Records from a dataset
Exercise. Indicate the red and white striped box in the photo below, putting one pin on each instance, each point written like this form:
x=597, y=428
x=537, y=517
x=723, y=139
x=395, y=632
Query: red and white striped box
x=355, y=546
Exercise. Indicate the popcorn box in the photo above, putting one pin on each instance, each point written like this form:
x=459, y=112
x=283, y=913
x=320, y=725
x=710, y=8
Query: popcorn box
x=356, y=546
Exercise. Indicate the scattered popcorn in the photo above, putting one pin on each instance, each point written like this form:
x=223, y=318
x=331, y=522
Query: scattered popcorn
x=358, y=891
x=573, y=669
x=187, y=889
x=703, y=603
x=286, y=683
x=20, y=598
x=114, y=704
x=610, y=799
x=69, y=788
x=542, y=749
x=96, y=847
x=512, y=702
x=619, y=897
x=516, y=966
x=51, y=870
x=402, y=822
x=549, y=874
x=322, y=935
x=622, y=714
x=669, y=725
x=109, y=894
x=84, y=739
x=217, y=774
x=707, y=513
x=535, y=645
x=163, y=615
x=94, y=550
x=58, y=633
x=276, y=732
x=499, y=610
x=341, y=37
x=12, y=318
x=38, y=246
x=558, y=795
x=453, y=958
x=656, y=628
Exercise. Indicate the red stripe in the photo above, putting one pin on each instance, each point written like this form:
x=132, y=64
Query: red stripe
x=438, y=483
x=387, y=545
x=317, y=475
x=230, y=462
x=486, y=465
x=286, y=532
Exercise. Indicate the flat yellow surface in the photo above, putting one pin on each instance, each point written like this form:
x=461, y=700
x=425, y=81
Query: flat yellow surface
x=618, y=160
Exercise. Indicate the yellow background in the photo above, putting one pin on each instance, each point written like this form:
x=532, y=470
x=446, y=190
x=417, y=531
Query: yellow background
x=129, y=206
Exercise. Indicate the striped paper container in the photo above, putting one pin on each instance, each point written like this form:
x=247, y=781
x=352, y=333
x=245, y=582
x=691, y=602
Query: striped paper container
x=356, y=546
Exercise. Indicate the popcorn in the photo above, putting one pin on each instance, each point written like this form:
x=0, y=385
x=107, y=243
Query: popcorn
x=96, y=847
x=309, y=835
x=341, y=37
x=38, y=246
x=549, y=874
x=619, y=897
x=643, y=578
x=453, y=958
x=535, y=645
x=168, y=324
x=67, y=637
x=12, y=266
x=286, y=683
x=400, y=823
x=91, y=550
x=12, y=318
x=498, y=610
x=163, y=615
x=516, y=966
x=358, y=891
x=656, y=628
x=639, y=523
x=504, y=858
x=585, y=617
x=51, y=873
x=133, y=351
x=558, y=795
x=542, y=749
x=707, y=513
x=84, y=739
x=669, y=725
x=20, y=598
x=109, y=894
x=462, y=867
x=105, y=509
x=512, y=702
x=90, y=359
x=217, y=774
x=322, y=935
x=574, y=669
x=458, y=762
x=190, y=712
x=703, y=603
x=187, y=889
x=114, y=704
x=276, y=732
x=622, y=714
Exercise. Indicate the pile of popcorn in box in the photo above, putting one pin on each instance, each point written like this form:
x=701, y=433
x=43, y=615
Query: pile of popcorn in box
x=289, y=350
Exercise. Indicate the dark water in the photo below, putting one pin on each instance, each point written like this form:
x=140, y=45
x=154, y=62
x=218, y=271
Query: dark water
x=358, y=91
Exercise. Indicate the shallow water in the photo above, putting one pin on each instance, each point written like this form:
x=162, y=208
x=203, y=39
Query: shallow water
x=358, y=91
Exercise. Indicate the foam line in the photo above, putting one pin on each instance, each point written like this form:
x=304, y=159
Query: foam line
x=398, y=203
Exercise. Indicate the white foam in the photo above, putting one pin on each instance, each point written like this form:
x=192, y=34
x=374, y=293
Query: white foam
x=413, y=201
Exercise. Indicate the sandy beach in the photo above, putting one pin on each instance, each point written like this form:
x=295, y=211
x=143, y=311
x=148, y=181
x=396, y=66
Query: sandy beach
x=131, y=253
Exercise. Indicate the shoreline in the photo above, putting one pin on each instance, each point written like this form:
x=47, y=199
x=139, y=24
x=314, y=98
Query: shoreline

*Work item*: Reproduce all lines from the records above that include the word "shoreline".

*Your solution*:
Exercise. Indicate the shoreline in the photo above, putting one pin on each instance, each point written like this form:
Query: shoreline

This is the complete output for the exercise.